Task description:
Quote every one of the following lines word for word, keeping each character and number unchanged.

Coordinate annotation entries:
Begin

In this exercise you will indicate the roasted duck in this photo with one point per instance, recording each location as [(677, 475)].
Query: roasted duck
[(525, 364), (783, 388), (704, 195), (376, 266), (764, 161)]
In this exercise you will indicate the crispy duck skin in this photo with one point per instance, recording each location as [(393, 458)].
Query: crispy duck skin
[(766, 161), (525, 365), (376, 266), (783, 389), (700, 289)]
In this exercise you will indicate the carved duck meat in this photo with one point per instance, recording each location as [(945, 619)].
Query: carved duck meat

End

Exercise output:
In this exercise you will indicate the roasted duck in this photo with one point per instance, recording each location as [(677, 475)].
Query: roasted duck
[(525, 364), (783, 388), (704, 195), (376, 266), (764, 161)]
In this exercise you will indicate the crispy duck skin in this photo with one point per instance, recording each location as [(393, 458)].
Query: crispy duck skin
[(766, 161), (525, 365), (376, 266), (783, 389), (700, 289)]
In this exercise you will indicate the carved duck meat in this photo with one point per instance, recording each location as [(945, 619)].
Query: carved duck meat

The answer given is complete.